## Start MATERIAL SHOWN
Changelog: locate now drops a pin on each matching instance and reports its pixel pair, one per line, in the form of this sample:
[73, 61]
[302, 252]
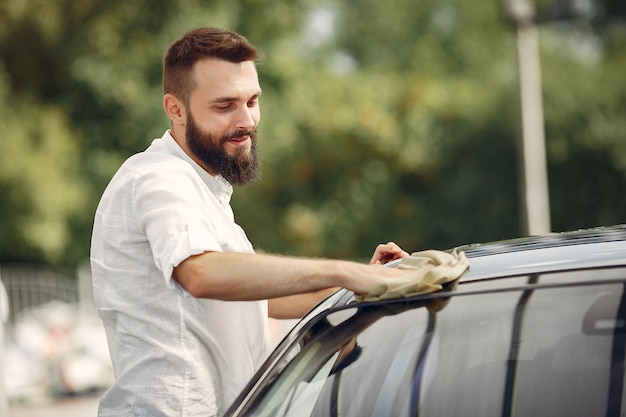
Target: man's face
[221, 120]
[239, 167]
## End MATERIAL SHOWN
WORK REQUIRED
Write out the material above line for line, leaving the pictures out.

TASK RESULT
Changelog: locate now drops a pin on each matching instance and reports its pixel pair, one per line, in the form of this sample:
[73, 61]
[302, 252]
Target: man's face
[221, 120]
[239, 167]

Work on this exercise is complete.